TASK OBJECTIVE:
From the line containing "the street, listing" down to the last line of the material, return those lines verbatim and only those.

EXTRACTED DATA:
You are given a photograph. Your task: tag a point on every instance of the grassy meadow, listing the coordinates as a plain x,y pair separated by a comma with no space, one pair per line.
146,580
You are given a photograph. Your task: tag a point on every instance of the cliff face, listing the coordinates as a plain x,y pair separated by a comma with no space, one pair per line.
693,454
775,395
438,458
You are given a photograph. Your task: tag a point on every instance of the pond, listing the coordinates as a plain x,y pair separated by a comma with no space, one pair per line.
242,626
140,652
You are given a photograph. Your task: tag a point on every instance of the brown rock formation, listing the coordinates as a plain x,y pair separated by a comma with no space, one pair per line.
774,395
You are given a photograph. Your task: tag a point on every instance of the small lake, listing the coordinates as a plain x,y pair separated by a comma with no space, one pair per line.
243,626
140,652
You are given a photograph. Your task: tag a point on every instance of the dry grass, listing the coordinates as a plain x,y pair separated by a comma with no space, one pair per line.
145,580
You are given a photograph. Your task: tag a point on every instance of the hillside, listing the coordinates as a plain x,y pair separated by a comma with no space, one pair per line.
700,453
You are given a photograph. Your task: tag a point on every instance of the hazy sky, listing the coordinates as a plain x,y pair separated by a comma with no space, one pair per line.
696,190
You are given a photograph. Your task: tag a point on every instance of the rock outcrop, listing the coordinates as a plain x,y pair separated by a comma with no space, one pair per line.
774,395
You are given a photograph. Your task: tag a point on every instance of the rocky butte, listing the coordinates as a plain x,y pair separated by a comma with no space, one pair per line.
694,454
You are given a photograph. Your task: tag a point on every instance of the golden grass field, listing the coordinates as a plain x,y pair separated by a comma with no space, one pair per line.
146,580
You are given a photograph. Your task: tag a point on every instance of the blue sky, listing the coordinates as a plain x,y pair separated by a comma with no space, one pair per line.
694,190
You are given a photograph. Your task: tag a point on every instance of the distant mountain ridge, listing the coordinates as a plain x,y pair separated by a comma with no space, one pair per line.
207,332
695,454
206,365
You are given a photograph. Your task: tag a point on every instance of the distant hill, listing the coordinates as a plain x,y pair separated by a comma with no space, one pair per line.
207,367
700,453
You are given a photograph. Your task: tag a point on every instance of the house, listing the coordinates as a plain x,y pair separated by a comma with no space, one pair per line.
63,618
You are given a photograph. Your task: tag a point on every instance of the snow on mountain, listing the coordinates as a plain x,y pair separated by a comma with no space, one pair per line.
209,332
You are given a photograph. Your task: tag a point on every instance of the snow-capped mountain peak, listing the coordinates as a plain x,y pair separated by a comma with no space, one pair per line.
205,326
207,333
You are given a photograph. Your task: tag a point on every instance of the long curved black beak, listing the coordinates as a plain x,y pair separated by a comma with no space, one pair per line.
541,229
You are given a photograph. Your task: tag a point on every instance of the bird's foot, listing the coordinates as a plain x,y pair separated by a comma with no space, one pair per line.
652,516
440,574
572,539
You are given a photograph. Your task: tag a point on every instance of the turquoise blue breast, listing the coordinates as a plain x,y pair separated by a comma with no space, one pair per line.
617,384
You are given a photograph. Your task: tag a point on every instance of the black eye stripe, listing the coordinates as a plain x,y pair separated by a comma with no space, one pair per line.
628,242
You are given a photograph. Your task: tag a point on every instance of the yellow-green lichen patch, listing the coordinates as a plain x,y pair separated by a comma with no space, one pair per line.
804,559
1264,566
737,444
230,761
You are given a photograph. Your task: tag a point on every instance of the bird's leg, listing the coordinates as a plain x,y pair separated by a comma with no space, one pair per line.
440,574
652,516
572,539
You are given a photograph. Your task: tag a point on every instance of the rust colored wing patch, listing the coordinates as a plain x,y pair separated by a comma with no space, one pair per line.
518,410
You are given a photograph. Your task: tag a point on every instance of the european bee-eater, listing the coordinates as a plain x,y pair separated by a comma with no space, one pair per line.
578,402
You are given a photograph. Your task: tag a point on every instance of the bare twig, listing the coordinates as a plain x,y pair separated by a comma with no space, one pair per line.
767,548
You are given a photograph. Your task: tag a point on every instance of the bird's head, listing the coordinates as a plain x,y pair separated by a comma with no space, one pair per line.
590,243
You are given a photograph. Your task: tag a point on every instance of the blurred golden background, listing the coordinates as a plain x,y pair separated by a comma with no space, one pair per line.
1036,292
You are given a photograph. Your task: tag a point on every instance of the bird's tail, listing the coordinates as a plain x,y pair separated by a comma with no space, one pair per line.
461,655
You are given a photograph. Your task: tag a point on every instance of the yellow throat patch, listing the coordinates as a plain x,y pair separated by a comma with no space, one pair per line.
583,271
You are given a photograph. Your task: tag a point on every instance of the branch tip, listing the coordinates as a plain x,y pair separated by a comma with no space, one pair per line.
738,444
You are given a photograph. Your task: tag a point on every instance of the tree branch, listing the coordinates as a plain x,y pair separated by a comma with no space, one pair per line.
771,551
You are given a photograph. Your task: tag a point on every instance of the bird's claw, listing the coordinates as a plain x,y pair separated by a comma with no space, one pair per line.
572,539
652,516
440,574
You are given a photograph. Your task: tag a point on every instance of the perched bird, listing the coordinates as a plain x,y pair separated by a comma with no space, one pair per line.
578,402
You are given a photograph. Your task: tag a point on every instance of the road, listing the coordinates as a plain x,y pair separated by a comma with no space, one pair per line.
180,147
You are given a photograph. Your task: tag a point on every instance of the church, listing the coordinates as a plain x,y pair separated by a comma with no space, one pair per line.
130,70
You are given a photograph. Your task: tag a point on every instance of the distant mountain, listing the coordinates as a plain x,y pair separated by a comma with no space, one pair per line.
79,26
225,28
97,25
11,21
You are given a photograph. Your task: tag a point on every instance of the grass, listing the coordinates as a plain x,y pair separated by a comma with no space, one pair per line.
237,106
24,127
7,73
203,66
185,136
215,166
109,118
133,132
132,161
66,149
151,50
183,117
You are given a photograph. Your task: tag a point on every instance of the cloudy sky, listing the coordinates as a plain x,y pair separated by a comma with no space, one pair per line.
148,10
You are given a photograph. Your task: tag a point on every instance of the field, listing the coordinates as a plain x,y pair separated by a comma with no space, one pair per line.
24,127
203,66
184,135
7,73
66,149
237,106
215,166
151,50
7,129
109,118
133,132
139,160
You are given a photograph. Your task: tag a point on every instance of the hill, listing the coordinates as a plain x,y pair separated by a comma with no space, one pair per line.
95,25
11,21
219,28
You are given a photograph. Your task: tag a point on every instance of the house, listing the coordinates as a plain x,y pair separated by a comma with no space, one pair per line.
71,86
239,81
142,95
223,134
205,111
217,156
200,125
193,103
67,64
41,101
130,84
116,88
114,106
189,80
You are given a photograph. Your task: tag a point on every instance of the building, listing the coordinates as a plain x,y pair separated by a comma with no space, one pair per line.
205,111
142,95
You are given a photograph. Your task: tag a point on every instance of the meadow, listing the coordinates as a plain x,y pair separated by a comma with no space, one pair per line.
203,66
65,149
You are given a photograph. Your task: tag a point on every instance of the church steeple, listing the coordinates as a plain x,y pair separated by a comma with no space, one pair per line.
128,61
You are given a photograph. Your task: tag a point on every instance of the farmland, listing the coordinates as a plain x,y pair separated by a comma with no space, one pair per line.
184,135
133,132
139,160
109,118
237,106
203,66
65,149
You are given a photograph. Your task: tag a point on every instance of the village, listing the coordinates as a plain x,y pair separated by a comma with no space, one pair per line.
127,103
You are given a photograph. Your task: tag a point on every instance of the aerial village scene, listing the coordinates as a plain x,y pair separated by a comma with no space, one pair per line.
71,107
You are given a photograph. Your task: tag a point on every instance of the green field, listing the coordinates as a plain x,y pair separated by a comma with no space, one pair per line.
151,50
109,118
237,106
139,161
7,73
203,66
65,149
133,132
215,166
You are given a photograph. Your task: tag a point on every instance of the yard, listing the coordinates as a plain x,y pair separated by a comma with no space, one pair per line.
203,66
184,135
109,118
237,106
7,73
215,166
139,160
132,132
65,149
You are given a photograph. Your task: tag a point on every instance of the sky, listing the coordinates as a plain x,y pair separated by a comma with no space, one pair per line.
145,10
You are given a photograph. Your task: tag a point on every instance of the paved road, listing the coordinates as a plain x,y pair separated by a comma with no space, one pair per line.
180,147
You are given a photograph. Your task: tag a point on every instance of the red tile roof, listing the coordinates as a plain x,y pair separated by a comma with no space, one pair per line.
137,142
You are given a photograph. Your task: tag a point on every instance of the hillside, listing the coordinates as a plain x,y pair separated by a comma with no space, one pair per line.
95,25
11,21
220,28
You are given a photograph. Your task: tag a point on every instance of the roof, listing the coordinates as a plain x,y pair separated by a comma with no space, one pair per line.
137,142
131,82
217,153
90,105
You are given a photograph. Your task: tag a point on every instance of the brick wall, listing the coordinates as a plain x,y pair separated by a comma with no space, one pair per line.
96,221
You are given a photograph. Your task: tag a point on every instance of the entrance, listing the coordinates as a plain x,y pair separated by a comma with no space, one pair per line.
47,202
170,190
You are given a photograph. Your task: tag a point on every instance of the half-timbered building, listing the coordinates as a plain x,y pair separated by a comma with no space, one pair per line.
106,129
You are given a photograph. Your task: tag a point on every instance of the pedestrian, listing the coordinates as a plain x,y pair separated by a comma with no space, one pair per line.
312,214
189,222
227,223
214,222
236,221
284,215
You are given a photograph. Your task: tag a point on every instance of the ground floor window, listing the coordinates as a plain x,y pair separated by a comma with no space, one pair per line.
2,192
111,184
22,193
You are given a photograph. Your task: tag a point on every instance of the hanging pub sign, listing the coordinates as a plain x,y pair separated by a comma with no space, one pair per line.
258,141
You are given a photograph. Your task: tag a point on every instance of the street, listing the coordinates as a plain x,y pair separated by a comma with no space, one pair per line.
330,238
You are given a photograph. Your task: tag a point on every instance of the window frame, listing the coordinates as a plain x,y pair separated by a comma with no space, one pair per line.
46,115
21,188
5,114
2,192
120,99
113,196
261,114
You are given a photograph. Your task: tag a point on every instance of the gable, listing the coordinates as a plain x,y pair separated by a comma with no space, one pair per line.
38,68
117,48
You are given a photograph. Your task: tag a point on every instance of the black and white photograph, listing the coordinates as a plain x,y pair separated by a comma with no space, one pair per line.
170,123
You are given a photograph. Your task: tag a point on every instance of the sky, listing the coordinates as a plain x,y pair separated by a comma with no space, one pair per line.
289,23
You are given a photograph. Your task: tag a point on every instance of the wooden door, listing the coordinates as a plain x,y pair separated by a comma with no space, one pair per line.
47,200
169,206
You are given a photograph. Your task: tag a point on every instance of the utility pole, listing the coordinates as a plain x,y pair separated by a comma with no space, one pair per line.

TASK ANSWER:
You are given a photograph. Your task: tag a point on every instance of the street, listing the coordinates as a plain x,y pair separated by a comma with no space, one pair per line.
330,238
You are given a photograph. Your task: tag a point on every instance of the window frame, listing the coordinates as a plain x,y pair separated by a comma with no space, one pair per line.
46,115
21,188
5,114
2,192
120,99
113,196
261,114
You are given a photograph. Your task: tag a point on every instance of the gable, listing the coordinates as a plain x,y pair separated by a comma with no space, one pair per line.
38,68
117,48
You are given a photograph. Your task: tag a point on every instance of the black and white photograph, listing the coordinates as a plain x,y pair separated by a comma with no space, one pair per line.
170,123
You are given a photograph. Your task: tag a point on every instance of the sky, listing the coordinates as a plain x,y pair separated by a comma with no space, one pair per line.
289,23
You are given a photograph. Your task: tag a point on every instance of the wooden door, listing the coordinates as a plain x,y pair separated by a comma with no space, one pair per line.
47,200
169,206
You are given a photograph. Your task: tag a point on every instance of the utility pole, listing the coordinates as a plain x,y pair separated by a comma with no space, one pair per line.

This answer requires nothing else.